**Extracted data**
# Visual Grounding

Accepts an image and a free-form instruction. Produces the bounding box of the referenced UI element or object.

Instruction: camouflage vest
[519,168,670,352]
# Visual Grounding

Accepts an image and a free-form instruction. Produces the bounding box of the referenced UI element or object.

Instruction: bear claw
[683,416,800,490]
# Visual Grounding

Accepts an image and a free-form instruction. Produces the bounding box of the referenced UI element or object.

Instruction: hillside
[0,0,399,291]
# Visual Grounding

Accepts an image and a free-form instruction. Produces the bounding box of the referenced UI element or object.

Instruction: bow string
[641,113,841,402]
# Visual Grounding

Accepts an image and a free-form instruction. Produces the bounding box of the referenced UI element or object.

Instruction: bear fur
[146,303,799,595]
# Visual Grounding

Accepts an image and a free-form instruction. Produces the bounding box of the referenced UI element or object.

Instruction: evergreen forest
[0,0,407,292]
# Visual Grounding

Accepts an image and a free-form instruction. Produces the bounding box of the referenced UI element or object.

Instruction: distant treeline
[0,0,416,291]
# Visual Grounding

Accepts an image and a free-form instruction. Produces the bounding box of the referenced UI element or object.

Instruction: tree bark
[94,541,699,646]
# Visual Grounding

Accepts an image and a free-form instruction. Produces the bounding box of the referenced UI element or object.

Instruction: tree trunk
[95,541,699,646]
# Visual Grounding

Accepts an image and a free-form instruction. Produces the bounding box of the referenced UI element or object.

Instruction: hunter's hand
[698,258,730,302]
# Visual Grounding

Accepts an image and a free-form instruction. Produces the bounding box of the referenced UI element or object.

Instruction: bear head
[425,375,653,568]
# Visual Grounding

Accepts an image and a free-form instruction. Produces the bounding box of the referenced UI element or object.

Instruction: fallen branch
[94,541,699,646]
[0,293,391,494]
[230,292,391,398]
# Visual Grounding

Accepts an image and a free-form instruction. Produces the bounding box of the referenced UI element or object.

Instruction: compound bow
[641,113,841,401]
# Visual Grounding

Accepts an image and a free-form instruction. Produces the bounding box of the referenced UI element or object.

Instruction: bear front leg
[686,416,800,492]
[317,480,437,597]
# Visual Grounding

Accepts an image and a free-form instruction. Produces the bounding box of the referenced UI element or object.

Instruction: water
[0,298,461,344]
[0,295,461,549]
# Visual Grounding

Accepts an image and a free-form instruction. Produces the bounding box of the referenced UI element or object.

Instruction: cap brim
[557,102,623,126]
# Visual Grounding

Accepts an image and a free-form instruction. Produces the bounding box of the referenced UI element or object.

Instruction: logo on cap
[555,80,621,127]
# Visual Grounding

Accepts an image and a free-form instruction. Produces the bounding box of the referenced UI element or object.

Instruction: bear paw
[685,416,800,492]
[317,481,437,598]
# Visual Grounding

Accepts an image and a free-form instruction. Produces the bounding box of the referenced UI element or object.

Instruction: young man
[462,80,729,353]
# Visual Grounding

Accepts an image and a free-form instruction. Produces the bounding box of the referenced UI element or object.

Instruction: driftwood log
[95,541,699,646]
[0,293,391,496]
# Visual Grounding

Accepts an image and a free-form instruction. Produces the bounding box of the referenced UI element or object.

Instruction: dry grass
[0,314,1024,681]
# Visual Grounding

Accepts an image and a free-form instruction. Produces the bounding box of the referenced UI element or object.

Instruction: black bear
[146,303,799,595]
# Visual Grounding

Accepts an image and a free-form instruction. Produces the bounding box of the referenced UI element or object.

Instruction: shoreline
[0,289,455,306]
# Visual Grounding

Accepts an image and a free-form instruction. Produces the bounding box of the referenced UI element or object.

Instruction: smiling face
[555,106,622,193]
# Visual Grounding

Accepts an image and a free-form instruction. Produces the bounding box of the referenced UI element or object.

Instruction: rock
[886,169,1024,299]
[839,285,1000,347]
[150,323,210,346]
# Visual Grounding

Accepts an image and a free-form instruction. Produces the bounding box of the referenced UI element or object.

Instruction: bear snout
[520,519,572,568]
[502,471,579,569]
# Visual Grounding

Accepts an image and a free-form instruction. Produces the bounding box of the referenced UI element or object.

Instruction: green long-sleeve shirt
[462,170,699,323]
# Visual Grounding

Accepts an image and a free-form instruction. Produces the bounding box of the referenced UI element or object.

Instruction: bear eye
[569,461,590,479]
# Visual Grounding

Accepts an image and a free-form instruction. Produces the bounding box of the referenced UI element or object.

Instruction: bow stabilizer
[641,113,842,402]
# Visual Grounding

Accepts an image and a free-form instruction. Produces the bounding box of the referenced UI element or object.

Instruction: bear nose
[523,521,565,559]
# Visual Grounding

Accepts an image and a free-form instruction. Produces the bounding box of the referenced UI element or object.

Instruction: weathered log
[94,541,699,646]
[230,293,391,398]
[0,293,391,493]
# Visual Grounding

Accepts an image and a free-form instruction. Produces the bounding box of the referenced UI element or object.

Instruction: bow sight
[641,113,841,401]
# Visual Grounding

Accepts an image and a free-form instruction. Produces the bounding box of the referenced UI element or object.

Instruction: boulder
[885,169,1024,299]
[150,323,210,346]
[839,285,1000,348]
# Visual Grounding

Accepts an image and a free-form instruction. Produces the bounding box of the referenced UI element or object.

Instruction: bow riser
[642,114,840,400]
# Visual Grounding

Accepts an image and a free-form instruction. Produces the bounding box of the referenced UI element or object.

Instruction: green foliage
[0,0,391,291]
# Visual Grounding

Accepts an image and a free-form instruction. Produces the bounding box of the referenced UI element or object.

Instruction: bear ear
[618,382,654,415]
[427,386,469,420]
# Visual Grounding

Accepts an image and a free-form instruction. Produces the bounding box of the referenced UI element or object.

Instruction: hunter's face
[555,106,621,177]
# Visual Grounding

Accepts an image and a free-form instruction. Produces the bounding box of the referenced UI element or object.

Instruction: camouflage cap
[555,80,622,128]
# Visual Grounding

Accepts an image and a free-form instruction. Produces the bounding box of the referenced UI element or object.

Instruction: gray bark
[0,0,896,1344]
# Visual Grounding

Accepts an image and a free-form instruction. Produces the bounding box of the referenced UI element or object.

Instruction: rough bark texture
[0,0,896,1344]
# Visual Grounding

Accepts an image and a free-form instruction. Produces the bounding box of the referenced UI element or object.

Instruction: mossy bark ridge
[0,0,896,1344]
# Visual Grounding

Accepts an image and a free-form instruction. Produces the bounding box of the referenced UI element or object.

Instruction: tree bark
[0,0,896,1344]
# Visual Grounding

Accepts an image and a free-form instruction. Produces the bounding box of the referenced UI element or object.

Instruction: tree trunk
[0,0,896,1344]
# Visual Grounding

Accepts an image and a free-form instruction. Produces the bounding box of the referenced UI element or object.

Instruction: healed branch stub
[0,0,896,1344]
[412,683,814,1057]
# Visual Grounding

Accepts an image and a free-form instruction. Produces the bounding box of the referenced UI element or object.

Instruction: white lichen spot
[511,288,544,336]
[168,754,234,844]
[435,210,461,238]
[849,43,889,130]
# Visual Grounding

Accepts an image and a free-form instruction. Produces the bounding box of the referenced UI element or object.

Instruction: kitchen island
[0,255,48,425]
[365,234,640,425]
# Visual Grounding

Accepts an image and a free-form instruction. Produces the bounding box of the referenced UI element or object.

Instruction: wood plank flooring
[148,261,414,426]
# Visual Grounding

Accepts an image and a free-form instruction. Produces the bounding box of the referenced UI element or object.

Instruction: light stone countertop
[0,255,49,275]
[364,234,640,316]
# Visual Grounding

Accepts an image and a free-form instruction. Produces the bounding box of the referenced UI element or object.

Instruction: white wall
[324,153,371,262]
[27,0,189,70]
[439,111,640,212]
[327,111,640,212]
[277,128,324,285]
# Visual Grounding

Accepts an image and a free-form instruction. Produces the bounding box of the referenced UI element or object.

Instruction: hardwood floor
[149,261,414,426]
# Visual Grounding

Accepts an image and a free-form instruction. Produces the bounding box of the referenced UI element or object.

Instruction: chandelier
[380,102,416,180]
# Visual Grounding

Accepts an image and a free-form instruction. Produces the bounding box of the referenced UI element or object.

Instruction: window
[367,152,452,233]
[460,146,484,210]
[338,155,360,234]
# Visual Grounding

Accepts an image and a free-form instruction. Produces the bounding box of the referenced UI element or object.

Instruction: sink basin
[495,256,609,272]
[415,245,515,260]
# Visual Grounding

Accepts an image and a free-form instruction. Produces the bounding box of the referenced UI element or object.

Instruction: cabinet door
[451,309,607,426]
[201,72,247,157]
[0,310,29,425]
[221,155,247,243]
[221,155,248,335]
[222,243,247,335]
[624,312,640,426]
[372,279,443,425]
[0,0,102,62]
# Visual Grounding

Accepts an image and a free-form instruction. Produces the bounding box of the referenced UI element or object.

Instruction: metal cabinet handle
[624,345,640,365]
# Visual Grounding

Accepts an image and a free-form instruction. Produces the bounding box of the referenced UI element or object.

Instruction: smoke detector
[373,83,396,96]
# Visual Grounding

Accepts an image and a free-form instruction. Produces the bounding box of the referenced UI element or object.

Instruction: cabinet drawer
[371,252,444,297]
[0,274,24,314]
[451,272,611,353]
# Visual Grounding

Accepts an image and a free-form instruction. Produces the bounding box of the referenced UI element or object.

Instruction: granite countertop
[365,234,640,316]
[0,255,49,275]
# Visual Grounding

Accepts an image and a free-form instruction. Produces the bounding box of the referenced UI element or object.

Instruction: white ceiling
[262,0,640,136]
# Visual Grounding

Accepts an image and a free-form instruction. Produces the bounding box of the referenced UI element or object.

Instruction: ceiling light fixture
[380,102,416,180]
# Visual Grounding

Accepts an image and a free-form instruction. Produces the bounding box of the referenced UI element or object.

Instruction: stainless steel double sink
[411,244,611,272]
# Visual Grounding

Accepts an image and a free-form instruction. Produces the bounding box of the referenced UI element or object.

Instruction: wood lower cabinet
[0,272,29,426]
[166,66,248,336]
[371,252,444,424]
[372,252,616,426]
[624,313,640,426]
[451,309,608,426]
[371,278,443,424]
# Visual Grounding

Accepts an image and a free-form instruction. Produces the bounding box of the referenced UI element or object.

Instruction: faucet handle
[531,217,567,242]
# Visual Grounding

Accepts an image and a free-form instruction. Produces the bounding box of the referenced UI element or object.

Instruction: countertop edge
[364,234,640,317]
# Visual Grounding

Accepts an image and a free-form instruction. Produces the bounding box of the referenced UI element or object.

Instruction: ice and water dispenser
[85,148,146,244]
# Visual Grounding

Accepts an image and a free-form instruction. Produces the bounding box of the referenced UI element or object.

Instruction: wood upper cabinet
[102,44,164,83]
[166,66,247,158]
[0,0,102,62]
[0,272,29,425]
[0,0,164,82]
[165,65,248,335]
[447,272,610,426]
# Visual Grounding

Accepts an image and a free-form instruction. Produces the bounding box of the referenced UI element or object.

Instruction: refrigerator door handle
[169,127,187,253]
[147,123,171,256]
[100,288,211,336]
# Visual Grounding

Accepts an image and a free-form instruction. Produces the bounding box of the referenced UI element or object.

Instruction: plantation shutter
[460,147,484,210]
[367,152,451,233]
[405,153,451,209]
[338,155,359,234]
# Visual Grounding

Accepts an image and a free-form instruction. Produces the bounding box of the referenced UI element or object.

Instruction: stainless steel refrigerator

**The request**
Can you format every line from the start through the one containing "[0,0,399,291]" as a Markdown table with the columns Row and Line, numbering each row and skipping blank lines?

**Result of the exercise**
| Row | Line |
|---|---|
| 1 | # Visual Grounding |
| 2 | Accepts an image and a free-form instruction. Produces the bounding box of the referenced UI element or object. |
| 3 | Instruction: camouflage vest |
| 4 | [519,168,670,352] |
| 5 | # Visual Grounding |
| 6 | Accepts an image and a free-form instruction. Produces the bounding box of the referenced UI element or object. |
| 7 | Instruction: bear claw |
| 8 | [683,416,800,490] |
| 9 | # Visual Grounding |
| 10 | Accepts an image and a free-form instruction. Produces the bounding box of the referenced UI element or object. |
| 11 | Instruction: hillside |
| 12 | [0,0,399,291] |